| ASSIGNED TASK 1 |
In the passage on the underclasses, what templates are Dronecops bred from?
| ASSIGNED TASK 2 |
For each statement, decide whether the passage on the underclasses supports it: (a) Urfolk are Animal-Descendent peoples who have developed their own cultures. (b) Every servant in the underclasses is machine-derived. (c) The Solmiri, Kashurri and Treen are ornamental humanoids.
| ASSIGNED TASK 3 |
Write a continuation of the passage on the underclasses, starting from where it stops.

| DOCUMENT PASSAGE |

────────────────────────────────────────

The underclasses aren't just economically disadvantaged, in many cases they are entirely other races or species including varieties of Urfolk, Drones, Androids, Biocastes, Registered Hybrids and the Animal Descended.  Many of the servants who are not machine-derived are genetically designed and engineered to serve in their tasks, duties or roles.  This includes a wide array of clone-slaves, pod-born, vitroids, militarized paramanity, and ornamental humanoids such as the Solmiri, Kashurri and Treen.  Dronecops are bred from registered lineages of wasp and hornet-derived templates established millennia ago as ruthlessly reliable peace-keeping forces.  Urfolk are those Animal-Descendent peoples who have been able to develop their own cultures and to find some place in the greater scheme of things such as the goatling sherpas of Immakku or the Lutrin river-tenders or the various avials, saurials or weirder forms like the milicae or loricae descended from human-millipede hybrids.

────────────────────────────────────────

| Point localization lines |
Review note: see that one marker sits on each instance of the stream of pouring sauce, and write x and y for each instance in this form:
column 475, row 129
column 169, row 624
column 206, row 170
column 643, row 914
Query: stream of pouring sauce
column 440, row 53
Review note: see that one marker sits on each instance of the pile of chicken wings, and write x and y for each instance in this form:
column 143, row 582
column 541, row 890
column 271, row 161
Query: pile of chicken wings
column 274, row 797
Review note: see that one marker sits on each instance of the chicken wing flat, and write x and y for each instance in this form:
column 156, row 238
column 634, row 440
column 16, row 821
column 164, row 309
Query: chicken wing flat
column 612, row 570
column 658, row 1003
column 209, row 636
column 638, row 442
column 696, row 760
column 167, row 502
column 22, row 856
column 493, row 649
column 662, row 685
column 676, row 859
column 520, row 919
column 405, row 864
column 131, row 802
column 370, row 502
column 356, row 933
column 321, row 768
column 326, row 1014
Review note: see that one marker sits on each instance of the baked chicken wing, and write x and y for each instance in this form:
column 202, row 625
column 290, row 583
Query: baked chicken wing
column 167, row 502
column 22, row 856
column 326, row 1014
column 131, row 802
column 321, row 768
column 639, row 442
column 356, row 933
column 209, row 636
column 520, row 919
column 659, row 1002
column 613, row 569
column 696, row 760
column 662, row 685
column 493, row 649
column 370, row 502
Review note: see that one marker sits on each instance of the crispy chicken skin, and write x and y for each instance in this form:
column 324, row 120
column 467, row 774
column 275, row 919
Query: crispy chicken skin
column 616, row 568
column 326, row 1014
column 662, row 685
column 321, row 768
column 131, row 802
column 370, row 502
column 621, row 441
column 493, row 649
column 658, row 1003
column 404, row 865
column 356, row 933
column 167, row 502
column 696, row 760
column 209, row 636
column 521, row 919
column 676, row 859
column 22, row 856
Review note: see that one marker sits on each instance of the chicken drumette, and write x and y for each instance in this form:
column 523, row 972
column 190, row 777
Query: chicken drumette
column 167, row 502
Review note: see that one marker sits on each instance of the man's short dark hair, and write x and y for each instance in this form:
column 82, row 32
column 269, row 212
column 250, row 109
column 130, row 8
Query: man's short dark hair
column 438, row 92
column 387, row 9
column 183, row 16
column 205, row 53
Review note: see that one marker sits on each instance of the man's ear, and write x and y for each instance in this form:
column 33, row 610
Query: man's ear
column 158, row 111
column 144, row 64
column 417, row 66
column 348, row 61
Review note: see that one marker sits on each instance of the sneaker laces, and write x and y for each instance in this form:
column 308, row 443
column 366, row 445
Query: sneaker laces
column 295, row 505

────────────────────────────────────────

| RESULT 1 |
Registered lineages of wasp and hornet-derived templates established millennia ago.

| RESULT 2 |
(a) Yes: "Urfolk are those Animal-Descendent peoples who have been able to develop their own cultures"
(b) No: "Many of the servants who are not machine-derived are genetically designed and engineered to serve in their tasks, duties or roles"
(c) Yes: "ornamental humanoids such as the Solmiri, Kashurri and Treen"

| RESULT 3 |
What is human and what is not becomes harder and harder to answer and after a while you have to wonder if the matter of sentience and the capacity for thought is a separate issue and needs to be broken-out from the whole human question.  Where do machines fit into this mix?
"The fact is, that civilisation requires slaves. The Greeks were quite right there. Unless there are slaves to do the ugly, horrible, uninteresting work, culture and contemplation become almost impossible. Human slavery is wrong, insecure, and demoralizing. On mechanical slavery, on the slavery of the machine, the future of the world depends."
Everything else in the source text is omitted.